[Stored data entries]
□ □ □
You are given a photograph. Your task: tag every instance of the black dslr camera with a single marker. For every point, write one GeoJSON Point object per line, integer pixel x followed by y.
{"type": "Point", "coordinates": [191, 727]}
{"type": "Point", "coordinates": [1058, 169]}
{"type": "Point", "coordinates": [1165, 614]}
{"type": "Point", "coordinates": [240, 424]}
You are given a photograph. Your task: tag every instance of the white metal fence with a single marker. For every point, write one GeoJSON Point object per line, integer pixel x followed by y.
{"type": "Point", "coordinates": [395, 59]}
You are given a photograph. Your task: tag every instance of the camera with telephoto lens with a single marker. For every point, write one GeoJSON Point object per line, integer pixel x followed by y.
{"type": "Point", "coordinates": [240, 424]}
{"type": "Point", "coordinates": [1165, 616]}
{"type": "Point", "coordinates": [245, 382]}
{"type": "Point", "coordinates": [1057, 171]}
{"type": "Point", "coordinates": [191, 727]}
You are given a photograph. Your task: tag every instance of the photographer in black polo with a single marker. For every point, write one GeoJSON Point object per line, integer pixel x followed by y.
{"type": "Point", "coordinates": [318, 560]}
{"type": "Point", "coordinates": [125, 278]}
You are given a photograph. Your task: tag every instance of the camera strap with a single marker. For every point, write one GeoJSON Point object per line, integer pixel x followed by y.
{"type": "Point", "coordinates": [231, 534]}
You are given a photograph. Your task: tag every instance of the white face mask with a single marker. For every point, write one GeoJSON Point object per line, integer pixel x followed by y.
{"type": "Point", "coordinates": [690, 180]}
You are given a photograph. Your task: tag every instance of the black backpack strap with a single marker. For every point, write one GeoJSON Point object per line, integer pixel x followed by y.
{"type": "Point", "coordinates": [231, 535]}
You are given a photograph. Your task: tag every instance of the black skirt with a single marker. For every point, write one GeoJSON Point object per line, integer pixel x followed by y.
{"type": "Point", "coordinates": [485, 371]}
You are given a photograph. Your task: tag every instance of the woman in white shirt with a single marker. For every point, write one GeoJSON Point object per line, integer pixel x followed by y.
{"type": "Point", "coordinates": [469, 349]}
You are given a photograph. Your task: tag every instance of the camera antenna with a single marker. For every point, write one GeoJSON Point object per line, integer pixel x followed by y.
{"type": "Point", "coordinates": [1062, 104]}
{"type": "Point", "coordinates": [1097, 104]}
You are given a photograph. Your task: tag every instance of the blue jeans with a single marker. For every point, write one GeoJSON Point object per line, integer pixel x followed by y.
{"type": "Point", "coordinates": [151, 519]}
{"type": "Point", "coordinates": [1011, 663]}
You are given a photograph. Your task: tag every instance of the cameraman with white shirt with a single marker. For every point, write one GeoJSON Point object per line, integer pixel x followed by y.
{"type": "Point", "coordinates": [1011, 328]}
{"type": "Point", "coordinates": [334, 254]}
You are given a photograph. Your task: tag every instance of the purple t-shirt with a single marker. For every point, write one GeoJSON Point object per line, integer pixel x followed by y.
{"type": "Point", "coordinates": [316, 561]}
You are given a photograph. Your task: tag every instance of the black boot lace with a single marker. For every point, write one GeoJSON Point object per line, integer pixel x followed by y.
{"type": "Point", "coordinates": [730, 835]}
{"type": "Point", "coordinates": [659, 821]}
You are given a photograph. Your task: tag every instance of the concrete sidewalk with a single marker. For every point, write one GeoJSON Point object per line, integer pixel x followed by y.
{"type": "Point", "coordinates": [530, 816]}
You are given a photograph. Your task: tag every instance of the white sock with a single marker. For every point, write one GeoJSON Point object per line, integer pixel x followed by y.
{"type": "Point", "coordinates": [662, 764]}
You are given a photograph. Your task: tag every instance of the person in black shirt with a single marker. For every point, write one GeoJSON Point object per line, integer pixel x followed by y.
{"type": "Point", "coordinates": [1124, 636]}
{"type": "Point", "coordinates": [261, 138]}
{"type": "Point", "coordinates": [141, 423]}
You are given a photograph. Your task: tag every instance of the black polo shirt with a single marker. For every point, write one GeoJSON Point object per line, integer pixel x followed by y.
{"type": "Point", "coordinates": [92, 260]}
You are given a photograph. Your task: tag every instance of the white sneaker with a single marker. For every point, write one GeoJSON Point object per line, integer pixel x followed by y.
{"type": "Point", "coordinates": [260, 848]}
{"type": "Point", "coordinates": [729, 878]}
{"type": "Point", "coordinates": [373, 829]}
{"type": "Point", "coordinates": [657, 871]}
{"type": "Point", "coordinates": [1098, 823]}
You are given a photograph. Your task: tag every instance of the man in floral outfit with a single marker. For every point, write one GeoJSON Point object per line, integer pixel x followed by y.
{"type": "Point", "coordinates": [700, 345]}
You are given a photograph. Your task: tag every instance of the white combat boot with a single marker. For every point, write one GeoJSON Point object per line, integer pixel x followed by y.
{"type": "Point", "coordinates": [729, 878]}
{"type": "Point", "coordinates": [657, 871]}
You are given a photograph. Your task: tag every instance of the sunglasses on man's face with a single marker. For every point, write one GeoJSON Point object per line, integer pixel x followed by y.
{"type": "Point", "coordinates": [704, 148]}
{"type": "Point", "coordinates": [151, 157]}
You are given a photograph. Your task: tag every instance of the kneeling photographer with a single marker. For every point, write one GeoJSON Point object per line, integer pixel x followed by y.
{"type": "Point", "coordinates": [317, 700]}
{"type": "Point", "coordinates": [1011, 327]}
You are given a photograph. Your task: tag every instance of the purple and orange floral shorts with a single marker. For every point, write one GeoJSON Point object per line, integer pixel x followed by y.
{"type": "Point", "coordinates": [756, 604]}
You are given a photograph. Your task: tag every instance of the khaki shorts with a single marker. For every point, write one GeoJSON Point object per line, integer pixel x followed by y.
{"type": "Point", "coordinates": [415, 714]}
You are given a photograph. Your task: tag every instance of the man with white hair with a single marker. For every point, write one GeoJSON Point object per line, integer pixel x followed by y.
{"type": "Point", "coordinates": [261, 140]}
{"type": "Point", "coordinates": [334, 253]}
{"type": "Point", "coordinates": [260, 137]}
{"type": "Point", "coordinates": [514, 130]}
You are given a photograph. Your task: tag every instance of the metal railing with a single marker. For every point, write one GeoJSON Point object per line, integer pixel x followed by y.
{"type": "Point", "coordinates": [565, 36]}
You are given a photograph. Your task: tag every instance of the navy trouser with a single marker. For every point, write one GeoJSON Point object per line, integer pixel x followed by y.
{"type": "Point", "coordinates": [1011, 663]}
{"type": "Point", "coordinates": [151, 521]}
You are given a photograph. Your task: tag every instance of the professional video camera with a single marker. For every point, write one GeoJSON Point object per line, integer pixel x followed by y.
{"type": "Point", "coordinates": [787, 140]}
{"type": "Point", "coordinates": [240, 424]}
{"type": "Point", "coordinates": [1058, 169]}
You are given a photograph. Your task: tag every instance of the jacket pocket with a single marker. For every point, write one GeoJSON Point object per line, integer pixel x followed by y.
□ □ □
--- What is needed ---
Set the entries above down once more, exactly as they stand.

--- Problem solution ---
You are given a photograph. Your task: tag every instance of the black dslr camera with a single marker. For every point, write one GeoJSON Point object per line, integer pixel x followed by y.
{"type": "Point", "coordinates": [191, 727]}
{"type": "Point", "coordinates": [1058, 169]}
{"type": "Point", "coordinates": [1165, 614]}
{"type": "Point", "coordinates": [240, 424]}
You are given a photograph. Your task: tag every instance of the white metal fence with a single marker. For every point, write one GeoJSON Point object per line, integer pixel x followed by y.
{"type": "Point", "coordinates": [395, 59]}
You are given a photograph. Your task: tag every instance of the camera with telephoto lens with a single marker. For every point, write one GeoJSON Point object per line, integer pixel x followed by y.
{"type": "Point", "coordinates": [240, 424]}
{"type": "Point", "coordinates": [1165, 616]}
{"type": "Point", "coordinates": [245, 382]}
{"type": "Point", "coordinates": [1057, 171]}
{"type": "Point", "coordinates": [191, 727]}
You are given a photograph. Your task: tag every instance of the photographer in black polo with a single marker. For every point, write one GeoJSON Point object per line, integer pixel x followed by y.
{"type": "Point", "coordinates": [318, 560]}
{"type": "Point", "coordinates": [125, 278]}
You are given a photograph. Your task: tag every instance of the camera strap with a single marker. For every point, write one GeoJSON Point object per line, integer pixel x followed by y.
{"type": "Point", "coordinates": [231, 534]}
You are given a photograph. Your task: tag every instance of the white face mask with a single marker. For every point, write one GeoJSON Point object per line, integer pixel x followed by y.
{"type": "Point", "coordinates": [690, 180]}
You are given a photograph. Your task: tag every instance of the black backpack strap with a single marker. For every point, write one GeoJSON Point object per line, integer pixel x followed by y.
{"type": "Point", "coordinates": [231, 535]}
You are given a photograph. Your task: tag every instance of the black skirt with a single marker. For every point, write one GeoJSON Point object per line, integer pixel x followed by y.
{"type": "Point", "coordinates": [485, 371]}
You are given a photograph. Your task: tag every instance of the woman in white shirt with a single marker. For every point, write one GeoJSON Point object per line, integer pixel x followed by y.
{"type": "Point", "coordinates": [469, 349]}
You are given a photograph. Your task: tag every instance of the camera antenna with a single marker. For every point, write one GeoJSON Point object per line, integer pixel x followed by y.
{"type": "Point", "coordinates": [1062, 104]}
{"type": "Point", "coordinates": [1097, 104]}
You are given a photograph. Your task: tag every instance of the blue jeans with a single marker. For every point, write one GeoJSON Point object per line, integer pixel x followed by y.
{"type": "Point", "coordinates": [151, 519]}
{"type": "Point", "coordinates": [1011, 663]}
You are given a photograph. Your task: tag every instance of the cameraman with white shirt with a single marker. For every point, write one GeoJSON Point object per line, integer pixel x followed by y.
{"type": "Point", "coordinates": [1011, 328]}
{"type": "Point", "coordinates": [334, 254]}
You are given a photograph. Your task: tag every instance of the purple t-shirt with a single marker. For every point, write one GeoJSON Point object per line, integer pixel x followed by y.
{"type": "Point", "coordinates": [316, 561]}
You are given a photograph. Your task: tag every instance of the black boot lace with a single marker. For every point, write one GeoJSON Point object per line, integer pixel x followed by y.
{"type": "Point", "coordinates": [730, 835]}
{"type": "Point", "coordinates": [659, 821]}
You are given a photograph. Your task: tag every instance of the concrete sidewalk with a single marker. For every point, write one GeoJSON Point object per line, integer pixel x followed by y.
{"type": "Point", "coordinates": [530, 816]}
You are given a photograph. Your task: tag every instance of the white sock with a single marker. For every point, write one GeoJSON Point object per line, integer pixel x followed by y.
{"type": "Point", "coordinates": [662, 764]}
You are given a photograph. Your task: tag every instance of the person in black shirt with a single marker. For every point, write one GeoJSON Point object per line, integer pixel x followed by y.
{"type": "Point", "coordinates": [1124, 636]}
{"type": "Point", "coordinates": [261, 138]}
{"type": "Point", "coordinates": [141, 423]}
You are given a photograph. Your task: tag every instance of the black polo shirt with a single marker. For every point, write one GeoJSON Point object per line, integer pixel x followed by y.
{"type": "Point", "coordinates": [92, 260]}
You are given a photograph. Your task: tag every instance of the white sneaker with a single marker. For every point, write one GeoJSON Point object per line, integer pixel x followed by y.
{"type": "Point", "coordinates": [260, 848]}
{"type": "Point", "coordinates": [729, 878]}
{"type": "Point", "coordinates": [373, 829]}
{"type": "Point", "coordinates": [657, 871]}
{"type": "Point", "coordinates": [1098, 823]}
You are given a photograph. Your task: tag every instance of the man in floral outfit with a single marker. For every point, write one GeoJSON Point object per line, integer pixel x followed by y.
{"type": "Point", "coordinates": [700, 345]}
You are given a photograph. Your task: tag every instance of the white combat boot with a single marker. For every point, write one GeoJSON Point object per line, integer pixel x followed by y.
{"type": "Point", "coordinates": [729, 878]}
{"type": "Point", "coordinates": [657, 871]}
You are given a photograph. Your task: tag every instance of the sunglasses on man's face with a single marker. For every point, write one GeoJSON Point object per line, integer pixel x followed by y.
{"type": "Point", "coordinates": [704, 148]}
{"type": "Point", "coordinates": [151, 157]}
You are given a photograph. Your task: tag every instance of the kneeling photographer with a single marker. For every point, write one GeoJSON Point object per line, integer pixel x followed by y.
{"type": "Point", "coordinates": [317, 700]}
{"type": "Point", "coordinates": [1011, 327]}
You are given a photograph. Your task: tag every instance of the purple and orange floral shorts with a single marker. For every point, write one GeoJSON Point object per line, integer pixel x followed by y.
{"type": "Point", "coordinates": [756, 604]}
You are given a photograph. Your task: tag every instance of the khaki shorts with a single marker. For every point, write one GeoJSON Point object per line, integer pixel x followed by y.
{"type": "Point", "coordinates": [415, 714]}
You are given a photograph. Your task: tag every instance of the man with white hair with a single marker. For every point, write one GeoJSON Point object per line, integer pixel x followed by y.
{"type": "Point", "coordinates": [261, 140]}
{"type": "Point", "coordinates": [334, 253]}
{"type": "Point", "coordinates": [260, 137]}
{"type": "Point", "coordinates": [514, 130]}
You are given a photograph. Your task: tag every instance of the metal railing with a single marker. For every point, write one GeoJSON Point object per line, integer pixel x followed by y.
{"type": "Point", "coordinates": [565, 36]}
You are given a photograph. Your task: tag every instance of the navy trouser with a single marker. For every point, write one GeoJSON Point object per line, integer pixel x followed by y.
{"type": "Point", "coordinates": [1011, 663]}
{"type": "Point", "coordinates": [151, 521]}
You are given a photograph. Your task: tag every instance of the professional video camera with a single marker. For every point, write one GeoJSON Point object per line, integer pixel x followed by y.
{"type": "Point", "coordinates": [787, 140]}
{"type": "Point", "coordinates": [240, 424]}
{"type": "Point", "coordinates": [1058, 169]}
You are given a photograph. Your task: tag every instance of the jacket pocket with a single marker. For every point, write one GeoJSON Point object per line, integer pixel x followed by y.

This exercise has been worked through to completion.